◆ **Task**:
Pull out every line in the entries below that contains the string "bounding", treating uppercase and lowercase letters as different.
** BEGIN Source material **
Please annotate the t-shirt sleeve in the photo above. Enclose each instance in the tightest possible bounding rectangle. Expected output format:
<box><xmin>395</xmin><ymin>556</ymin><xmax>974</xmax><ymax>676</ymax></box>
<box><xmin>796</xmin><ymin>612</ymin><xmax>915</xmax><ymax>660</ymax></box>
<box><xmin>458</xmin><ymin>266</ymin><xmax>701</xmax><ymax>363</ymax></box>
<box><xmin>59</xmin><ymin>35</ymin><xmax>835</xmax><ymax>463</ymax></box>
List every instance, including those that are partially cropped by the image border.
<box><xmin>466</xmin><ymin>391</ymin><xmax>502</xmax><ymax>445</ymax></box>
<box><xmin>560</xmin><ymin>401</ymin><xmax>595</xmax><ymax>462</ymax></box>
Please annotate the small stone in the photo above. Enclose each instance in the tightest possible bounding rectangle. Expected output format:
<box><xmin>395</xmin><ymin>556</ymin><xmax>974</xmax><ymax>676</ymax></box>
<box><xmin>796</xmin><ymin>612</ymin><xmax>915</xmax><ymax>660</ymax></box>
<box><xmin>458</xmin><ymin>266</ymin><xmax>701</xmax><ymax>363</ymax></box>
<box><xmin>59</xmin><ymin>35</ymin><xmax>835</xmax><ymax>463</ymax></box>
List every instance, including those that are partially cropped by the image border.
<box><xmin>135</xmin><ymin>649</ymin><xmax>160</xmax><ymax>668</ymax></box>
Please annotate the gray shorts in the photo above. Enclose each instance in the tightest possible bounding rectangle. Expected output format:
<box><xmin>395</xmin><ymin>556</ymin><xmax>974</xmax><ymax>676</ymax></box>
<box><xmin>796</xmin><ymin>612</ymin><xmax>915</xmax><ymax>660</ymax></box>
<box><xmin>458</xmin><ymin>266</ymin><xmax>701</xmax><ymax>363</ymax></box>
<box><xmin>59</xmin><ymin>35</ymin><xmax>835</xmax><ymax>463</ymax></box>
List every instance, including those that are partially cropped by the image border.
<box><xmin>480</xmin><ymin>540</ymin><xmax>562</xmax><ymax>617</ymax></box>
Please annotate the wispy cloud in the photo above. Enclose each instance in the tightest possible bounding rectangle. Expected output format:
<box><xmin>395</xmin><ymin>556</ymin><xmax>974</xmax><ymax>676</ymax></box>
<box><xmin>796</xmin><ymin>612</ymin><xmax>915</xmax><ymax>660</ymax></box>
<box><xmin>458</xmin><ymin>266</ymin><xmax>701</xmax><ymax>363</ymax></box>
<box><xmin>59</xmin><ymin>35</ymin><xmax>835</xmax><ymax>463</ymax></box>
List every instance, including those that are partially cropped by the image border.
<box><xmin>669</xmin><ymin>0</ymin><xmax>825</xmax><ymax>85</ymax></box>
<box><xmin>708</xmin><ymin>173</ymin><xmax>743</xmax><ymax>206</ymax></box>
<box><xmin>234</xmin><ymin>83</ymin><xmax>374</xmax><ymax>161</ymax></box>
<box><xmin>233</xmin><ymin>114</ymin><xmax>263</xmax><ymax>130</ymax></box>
** END Source material **
◆ **Written answer**:
Please annotate the t-shirt sleeve in the photo above. Enclose each instance in the tightest possible bounding rectangle. Expected output format:
Please annotate the small stone in the photo above. Enclose each instance in the tightest possible bounding rectangle. Expected output format:
Please annotate the gray shorts in the photo above. Enclose each instance in the tightest possible bounding rectangle. Expected output format:
Please annotate the wispy cloud in the photo above. Enclose each instance in the tightest possible bounding rectangle. Expected output format:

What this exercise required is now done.